* **SHORT EXERCISE**:
Convert the records below into a JSON list of strings, one string per line and no blank lines, starting with the first line and going on through the line with "column 339, row 202".

## begin DATA IN THIS EXERCISE

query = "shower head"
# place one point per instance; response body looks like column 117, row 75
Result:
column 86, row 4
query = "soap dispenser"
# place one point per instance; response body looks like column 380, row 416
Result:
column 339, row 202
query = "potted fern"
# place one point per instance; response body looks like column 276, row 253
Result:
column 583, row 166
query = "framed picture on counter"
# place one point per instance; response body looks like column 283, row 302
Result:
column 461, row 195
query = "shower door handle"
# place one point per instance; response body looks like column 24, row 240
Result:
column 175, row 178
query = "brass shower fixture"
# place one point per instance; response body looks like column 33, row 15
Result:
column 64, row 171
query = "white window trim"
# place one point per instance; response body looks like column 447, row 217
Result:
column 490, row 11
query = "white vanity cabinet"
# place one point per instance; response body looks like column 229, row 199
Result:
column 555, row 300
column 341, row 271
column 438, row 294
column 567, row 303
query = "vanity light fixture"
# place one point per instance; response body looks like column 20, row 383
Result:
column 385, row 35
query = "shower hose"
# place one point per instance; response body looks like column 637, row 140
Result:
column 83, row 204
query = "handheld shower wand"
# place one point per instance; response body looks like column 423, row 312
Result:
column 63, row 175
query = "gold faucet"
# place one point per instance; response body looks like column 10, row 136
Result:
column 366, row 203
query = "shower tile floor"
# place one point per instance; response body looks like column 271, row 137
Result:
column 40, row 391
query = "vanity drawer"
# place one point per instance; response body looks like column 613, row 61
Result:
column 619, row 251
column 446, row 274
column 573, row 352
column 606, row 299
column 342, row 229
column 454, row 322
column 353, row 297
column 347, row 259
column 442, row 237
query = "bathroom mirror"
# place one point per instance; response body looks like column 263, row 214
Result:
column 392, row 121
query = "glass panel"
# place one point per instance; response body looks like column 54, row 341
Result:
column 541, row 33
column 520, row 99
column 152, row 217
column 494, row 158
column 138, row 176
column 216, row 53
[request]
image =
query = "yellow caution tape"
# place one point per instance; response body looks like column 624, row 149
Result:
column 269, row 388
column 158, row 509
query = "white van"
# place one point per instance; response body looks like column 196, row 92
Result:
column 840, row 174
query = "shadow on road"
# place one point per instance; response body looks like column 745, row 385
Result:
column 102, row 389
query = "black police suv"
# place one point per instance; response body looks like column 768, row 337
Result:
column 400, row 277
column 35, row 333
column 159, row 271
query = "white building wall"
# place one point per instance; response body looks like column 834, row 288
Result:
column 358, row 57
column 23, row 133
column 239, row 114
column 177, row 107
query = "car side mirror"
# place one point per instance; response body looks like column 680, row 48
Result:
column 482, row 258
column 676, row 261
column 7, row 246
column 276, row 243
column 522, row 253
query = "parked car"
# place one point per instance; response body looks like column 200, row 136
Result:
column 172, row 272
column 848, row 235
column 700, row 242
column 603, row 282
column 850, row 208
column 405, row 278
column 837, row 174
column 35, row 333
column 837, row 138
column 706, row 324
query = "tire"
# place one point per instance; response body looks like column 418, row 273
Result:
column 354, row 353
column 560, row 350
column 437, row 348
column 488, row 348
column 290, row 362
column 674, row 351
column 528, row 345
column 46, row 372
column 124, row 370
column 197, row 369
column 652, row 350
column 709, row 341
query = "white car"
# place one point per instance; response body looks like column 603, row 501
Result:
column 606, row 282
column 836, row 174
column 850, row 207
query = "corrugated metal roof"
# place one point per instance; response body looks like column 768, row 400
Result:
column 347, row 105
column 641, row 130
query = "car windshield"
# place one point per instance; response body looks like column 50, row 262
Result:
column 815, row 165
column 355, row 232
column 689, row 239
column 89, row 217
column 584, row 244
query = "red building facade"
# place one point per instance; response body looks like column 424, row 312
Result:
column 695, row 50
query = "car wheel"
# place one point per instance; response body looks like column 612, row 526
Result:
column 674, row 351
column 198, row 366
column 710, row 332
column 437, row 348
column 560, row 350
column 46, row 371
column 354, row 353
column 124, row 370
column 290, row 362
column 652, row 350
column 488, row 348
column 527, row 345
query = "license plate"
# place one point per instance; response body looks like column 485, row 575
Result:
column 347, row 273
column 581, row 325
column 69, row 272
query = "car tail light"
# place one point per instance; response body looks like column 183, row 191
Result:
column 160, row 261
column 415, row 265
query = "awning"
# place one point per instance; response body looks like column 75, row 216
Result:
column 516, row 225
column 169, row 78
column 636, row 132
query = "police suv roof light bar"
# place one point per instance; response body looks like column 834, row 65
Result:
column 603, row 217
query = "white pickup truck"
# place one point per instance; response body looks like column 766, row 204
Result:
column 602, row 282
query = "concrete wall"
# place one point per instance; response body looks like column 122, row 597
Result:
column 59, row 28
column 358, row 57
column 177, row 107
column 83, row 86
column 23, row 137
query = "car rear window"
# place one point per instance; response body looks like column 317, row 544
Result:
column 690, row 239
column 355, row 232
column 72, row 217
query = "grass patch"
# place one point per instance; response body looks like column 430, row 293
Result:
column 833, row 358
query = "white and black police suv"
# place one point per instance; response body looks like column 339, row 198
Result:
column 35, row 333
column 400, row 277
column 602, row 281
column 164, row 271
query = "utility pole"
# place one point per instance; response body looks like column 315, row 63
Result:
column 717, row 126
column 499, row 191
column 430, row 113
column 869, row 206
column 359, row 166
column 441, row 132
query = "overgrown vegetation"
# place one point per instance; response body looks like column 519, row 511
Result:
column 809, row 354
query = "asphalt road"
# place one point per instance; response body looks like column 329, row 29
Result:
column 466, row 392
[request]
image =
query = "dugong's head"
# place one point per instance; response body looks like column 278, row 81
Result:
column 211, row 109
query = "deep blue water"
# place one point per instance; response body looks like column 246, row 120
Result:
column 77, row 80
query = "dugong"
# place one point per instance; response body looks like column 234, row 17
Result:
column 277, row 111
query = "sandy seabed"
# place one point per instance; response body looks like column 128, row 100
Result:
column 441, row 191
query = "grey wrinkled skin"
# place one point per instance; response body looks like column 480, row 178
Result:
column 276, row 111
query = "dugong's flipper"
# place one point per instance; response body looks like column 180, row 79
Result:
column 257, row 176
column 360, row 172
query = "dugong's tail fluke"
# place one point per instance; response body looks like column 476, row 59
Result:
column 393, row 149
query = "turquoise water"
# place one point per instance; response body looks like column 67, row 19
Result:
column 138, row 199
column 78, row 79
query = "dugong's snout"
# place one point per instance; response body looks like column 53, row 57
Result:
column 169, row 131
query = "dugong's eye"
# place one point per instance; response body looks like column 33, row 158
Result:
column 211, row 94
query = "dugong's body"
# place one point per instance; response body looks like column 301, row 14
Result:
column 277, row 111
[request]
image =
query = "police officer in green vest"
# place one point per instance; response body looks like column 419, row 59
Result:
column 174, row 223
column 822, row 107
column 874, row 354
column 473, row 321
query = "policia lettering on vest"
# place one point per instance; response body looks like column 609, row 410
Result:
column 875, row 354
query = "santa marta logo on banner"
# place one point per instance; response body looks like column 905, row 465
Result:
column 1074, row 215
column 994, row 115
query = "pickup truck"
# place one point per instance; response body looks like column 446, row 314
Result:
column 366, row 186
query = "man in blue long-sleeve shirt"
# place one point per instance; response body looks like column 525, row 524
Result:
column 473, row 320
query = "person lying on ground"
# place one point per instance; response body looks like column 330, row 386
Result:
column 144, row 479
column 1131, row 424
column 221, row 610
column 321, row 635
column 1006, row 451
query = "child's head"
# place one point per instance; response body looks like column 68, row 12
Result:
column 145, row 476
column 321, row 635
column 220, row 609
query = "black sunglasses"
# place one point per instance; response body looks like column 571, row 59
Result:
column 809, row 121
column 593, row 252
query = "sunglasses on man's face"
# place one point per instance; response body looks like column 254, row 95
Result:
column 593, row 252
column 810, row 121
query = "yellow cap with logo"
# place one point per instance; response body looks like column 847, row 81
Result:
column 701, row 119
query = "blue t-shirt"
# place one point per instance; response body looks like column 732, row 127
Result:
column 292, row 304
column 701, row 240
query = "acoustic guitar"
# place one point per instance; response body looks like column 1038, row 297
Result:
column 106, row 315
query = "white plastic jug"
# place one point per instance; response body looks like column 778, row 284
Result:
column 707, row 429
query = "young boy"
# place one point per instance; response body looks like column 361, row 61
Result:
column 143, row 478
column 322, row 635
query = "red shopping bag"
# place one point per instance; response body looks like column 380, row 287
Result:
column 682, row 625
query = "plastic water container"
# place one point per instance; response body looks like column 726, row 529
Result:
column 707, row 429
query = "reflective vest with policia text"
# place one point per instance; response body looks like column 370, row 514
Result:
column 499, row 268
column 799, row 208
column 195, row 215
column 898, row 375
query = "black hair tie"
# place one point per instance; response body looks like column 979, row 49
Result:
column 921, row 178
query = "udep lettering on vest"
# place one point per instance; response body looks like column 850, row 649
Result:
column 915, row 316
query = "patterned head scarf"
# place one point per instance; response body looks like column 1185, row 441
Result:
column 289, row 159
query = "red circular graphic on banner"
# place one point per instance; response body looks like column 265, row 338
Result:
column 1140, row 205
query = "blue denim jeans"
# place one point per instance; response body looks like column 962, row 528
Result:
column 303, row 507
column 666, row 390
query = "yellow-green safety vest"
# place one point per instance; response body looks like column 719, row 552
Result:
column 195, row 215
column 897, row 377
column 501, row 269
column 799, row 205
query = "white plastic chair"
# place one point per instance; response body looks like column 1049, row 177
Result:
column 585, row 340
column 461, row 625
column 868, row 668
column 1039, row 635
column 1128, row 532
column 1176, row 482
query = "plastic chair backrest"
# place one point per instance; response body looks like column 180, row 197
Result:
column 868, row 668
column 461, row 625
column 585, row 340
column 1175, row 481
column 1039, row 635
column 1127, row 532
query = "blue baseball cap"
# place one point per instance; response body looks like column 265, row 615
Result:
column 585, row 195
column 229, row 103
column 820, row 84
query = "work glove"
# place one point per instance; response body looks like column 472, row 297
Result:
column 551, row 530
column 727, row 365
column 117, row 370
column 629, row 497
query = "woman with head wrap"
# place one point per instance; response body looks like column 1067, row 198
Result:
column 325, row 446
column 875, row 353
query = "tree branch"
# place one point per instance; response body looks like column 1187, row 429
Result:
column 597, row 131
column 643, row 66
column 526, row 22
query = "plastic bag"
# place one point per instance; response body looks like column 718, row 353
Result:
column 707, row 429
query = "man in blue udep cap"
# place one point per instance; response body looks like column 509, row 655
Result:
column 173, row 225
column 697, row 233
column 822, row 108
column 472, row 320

## end DATA IN THIS EXERCISE

* **FINAL RESULT**:
[
  "query = \"shower head\"",
  "# place one point per instance; response body looks like column 117, row 75",
  "Result:",
  "column 86, row 4",
  "query = \"soap dispenser\"",
  "# place one point per instance; response body looks like column 380, row 416",
  "Result:",
  "column 339, row 202"
]